------ Extract provided ------
= List of historical reserves in Azerbaijan =

This is a list of historical reserves in Azerbaijan, which includes 29 historical reserves in the Republic of Azerbaijan.

Of these reserves, 14 are historical and cultural; eight are historical and architectural, and two are historical and artistic. Yanardag functions as a historical, cultural and natural reserve. Three of the reserves are located on the territory of the Nakhchivan Autonomous Republic. Icherisheher, Gobustan and Yuxari Bash nature reserves are a UNESCO World Heritage Site, and Ateshgah, Ordubad and Shusha are on the list of candidates.

== Approval process ==
According to the Resolution of the Cabinet of Ministers of Azerbaijan "On approval of the Model Regulations on Memorial Reserves", the reserve is a state-protected territory and settlements where historical and cultural monuments, archaeological and architectural objects, ethnographic, numismatic, epigraphic, anthropological materials, buildings, memorials, objects related to historical events and personalities are located. Archaeological, ethnographic, architectural, urban planning and other complexes of special importance have been declared nature reserves by the order of the President of Azerbaijan.
------ Extracted information ------
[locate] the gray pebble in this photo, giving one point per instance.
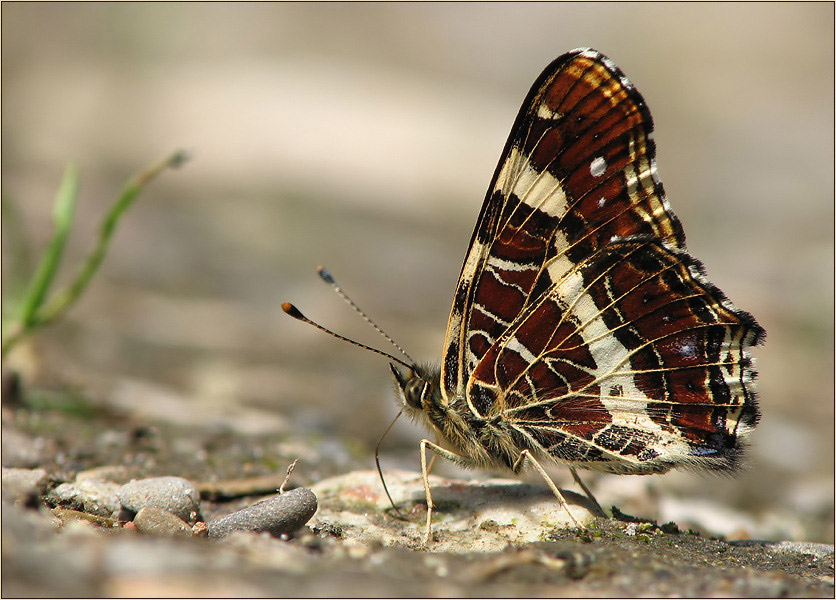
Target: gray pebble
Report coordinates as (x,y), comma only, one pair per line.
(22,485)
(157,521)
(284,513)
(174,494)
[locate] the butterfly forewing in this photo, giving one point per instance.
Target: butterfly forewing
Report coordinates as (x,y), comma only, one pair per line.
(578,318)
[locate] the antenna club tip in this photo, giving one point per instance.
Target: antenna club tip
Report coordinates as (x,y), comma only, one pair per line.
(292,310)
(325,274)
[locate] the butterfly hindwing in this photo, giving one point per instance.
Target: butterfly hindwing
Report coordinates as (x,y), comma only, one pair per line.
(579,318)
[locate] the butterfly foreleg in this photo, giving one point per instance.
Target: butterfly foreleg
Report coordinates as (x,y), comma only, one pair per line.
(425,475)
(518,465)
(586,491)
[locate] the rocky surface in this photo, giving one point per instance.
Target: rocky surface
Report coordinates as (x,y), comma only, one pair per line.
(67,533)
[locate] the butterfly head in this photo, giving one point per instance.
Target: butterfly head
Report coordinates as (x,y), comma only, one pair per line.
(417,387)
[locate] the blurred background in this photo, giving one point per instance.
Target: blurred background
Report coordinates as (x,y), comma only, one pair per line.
------
▶ _What to work on_:
[1] From the text on historical reserves in Azerbaijan, extract word for word the part that opens with the words containing "Of these reserves, 14" and closes with "list of candidates.".
[2] According to the text on historical reserves in Azerbaijan, how many of the reserves are located in the Nakhchivan Autonomous Republic?
The listing comes from a separate source.

▶ _Outputs by task_:
[1]
Of these reserves, 14 are historical and cultural; eight are historical and architectural, and two are historical and artistic. Yanardag functions as a historical, cultural and natural reserve. Three of the reserves are located on the territory of the Nakhchivan Autonomous Republic. Icherisheher, Gobustan and Yuxari Bash nature reserves are a UNESCO World Heritage Site, and Ateshgah, Ordubad and Shusha are on the list of candidates.

[2] Three